---- GIVEN TEXT

Some ML models learn from sensitive information, such as customers' or employees' personally identifiable information; health records; and sensitive corporate, governmental or military data. Threat actors might try to attack ML systems to gain unauthorized access to this information for reasons such as identity theft, commercial gain or espionage.

Attackers might also seek to understand how the target ML system behaves and then provide malicious input to the ML model, thus forcing it to give a preferred output. This is known as adversarial ML and encompasses four primary attack types: poisoning, evasion, inference and extraction.

How does an adversarial ML attack work?

Because ML models are data-driven, adversarial ML attacks introduce unique security challenges during model development, deployment and inference. Security teams might also intentionally simulate adversarial ML attacks and analyze the results in order to design models and applications that can withstand such attacks.

Adversarial ML attacks can be white box or black box. In a white-box attack, the attacker has a deep knowledge of the ML model, including its underlying architecture, training data and the optimization algorithm used during the training process. This information gives the attacker significant insight into the model, enabling them to craft highly targeted exploits.

In a black-box attack, the attacker has limited or no knowledge of the ML model, including its architecture, training data, decision boundaries and optimization algorithm. The attacker therefore must interact with the ML model as an external user via prompts using a trial-and-error approach, attempting to discover exploitable vulnerabilities through observing its responses.

Adversarial ML attack types and mitigations

There are four primary types of adversarial ML attacks.

1. Poisoning

In a poisoning attack, threat actors try to inject malicious data into an ML model's training data. This forces the model to learn something it should not, causing it to produce inaccurate responses based on the attacker's objectives. The earliest recorded poisoning attack was executed in 2004, when threat actors fooled spam classifiers to evade detection.

Another example of poisoning is inserting harmful files containing malicious scripts into the training data of an ML system designed to identify malware. Thus, when the corrupted ML system is deployed, it will not be able to recognize malicious files and thus allows them to pass detection. One study by Stanford researchers found that adding 3% poisoned data to an ML training data set resulted in 12% to 23% test error.

--------
---- GIVEN DATA

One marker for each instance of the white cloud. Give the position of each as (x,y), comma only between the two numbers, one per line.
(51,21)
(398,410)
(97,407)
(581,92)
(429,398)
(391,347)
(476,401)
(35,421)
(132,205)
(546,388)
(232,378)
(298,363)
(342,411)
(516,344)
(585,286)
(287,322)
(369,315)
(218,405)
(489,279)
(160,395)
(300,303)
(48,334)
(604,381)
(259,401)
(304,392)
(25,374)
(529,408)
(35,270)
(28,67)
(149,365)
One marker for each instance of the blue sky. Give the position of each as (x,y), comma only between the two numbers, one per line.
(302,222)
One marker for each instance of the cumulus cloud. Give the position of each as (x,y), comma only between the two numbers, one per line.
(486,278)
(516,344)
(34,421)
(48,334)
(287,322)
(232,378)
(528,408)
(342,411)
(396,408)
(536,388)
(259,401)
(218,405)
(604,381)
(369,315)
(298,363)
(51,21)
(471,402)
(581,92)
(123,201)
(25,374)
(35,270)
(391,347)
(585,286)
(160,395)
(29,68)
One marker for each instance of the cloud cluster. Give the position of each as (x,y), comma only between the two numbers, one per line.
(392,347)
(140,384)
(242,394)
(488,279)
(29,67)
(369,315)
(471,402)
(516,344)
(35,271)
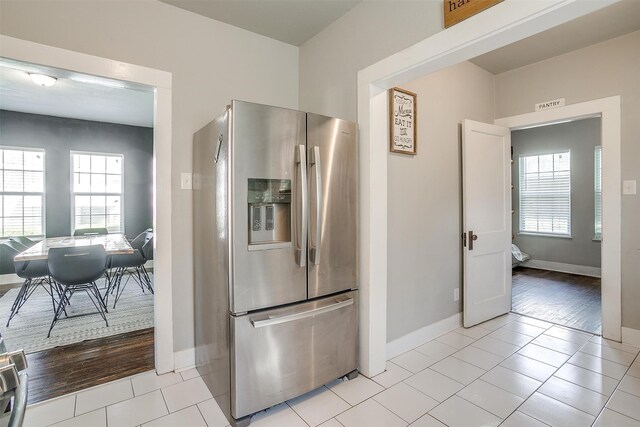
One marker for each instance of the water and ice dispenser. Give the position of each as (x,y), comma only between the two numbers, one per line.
(269,203)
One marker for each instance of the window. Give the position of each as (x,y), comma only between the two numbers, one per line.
(545,194)
(22,190)
(598,192)
(97,188)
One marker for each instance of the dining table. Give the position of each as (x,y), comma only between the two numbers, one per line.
(114,244)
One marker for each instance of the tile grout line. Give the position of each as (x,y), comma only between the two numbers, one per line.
(618,388)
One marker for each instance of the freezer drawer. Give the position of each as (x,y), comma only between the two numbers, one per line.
(283,353)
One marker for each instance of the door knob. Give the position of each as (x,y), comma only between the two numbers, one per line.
(472,238)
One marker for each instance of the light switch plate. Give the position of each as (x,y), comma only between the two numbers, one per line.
(186,181)
(629,187)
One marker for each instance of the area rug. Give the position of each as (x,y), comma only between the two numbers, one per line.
(28,329)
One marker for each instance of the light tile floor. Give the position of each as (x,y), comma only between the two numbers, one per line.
(509,371)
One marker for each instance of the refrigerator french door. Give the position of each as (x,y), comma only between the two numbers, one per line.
(275,231)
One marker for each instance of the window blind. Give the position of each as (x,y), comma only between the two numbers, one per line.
(598,192)
(545,194)
(21,192)
(97,187)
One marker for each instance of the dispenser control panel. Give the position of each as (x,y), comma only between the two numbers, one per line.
(269,204)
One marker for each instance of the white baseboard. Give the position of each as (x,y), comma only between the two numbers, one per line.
(184,359)
(582,270)
(631,336)
(422,335)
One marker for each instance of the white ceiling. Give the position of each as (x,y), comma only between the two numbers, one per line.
(290,21)
(74,95)
(613,21)
(98,99)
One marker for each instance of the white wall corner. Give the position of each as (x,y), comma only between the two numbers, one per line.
(184,359)
(631,336)
(423,335)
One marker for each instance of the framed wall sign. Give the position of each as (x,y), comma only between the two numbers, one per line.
(402,121)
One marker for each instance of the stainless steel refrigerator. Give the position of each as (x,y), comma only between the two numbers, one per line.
(276,255)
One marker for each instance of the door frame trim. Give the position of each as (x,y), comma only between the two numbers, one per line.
(498,26)
(608,109)
(27,51)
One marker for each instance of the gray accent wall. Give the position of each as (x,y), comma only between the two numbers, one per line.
(59,136)
(580,138)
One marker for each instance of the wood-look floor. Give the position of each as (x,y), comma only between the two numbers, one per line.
(74,367)
(565,299)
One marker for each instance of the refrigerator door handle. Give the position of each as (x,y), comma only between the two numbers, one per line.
(314,250)
(302,315)
(303,224)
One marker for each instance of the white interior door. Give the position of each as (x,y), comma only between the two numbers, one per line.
(486,201)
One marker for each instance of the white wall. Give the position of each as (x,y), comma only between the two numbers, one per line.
(424,264)
(330,61)
(606,69)
(211,63)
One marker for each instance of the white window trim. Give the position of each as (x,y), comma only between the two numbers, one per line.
(44,191)
(543,233)
(73,194)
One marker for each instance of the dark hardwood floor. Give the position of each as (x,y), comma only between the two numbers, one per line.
(74,367)
(565,299)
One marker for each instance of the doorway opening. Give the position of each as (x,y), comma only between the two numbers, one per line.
(96,134)
(397,70)
(556,177)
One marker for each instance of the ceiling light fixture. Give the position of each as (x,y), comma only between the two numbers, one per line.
(42,79)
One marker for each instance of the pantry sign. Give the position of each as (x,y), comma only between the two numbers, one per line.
(458,10)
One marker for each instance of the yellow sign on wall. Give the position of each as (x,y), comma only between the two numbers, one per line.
(458,10)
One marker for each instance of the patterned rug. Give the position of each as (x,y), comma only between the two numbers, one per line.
(28,329)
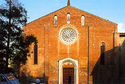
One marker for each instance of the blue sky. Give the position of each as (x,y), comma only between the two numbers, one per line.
(113,10)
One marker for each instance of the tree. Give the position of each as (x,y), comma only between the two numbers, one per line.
(13,44)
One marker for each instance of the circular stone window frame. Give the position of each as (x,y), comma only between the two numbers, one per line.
(62,40)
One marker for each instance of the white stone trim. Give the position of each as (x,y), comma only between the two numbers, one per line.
(68,27)
(75,62)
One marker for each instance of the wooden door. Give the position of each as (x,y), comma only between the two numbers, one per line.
(68,75)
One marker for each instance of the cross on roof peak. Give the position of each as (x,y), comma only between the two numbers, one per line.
(68,4)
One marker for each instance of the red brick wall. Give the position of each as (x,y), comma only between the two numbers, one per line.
(51,49)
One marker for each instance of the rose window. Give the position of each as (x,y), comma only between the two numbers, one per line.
(68,35)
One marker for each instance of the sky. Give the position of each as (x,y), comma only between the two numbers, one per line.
(112,10)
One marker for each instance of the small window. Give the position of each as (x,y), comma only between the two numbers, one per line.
(2,79)
(10,77)
(102,58)
(68,18)
(55,20)
(82,20)
(35,53)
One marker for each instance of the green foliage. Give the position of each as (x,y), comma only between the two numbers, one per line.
(13,44)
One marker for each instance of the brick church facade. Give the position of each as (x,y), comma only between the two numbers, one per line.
(73,47)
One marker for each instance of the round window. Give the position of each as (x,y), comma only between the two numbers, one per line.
(68,35)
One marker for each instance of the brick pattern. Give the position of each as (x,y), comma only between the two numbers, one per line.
(51,49)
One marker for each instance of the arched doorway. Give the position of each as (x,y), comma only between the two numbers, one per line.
(68,71)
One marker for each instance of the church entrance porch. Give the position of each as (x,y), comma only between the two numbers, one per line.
(68,75)
(68,71)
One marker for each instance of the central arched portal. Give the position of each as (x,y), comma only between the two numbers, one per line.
(68,71)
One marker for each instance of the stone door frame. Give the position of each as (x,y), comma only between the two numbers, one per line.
(73,61)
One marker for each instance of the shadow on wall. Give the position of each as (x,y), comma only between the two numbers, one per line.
(122,63)
(27,79)
(106,70)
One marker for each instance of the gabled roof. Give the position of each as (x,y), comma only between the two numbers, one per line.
(74,8)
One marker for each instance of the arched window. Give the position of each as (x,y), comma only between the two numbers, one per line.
(68,18)
(102,57)
(35,53)
(82,20)
(55,20)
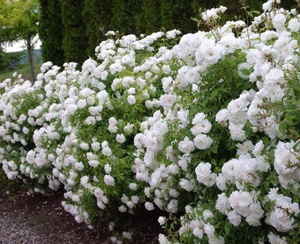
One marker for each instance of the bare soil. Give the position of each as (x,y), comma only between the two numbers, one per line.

--------

**REQUIRED WORK**
1/ In the adversarial ML text, why does an attacker in a black-box attack have to interact with the model through trial and error? Answer in one to three sentences.
2/ Please return the passage of the adversarial ML text between "Because ML models" and "withstand such attacks.", inclusive.

**ANSWERS FOR THE TASKS**
1/ In a black-box attack, the attacker has limited or no knowledge of the model's architecture, training data, decision boundaries and optimization algorithm. The attacker therefore has to act as an external user, sending prompts and watching the responses to discover exploitable vulnerabilities.

2/
Because ML models are data-driven, adversarial ML attacks introduce unique security challenges during model development, deployment and inference. Security teams might also intentionally simulate adversarial ML attacks and analyze the results in order to design models and applications that can withstand such attacks.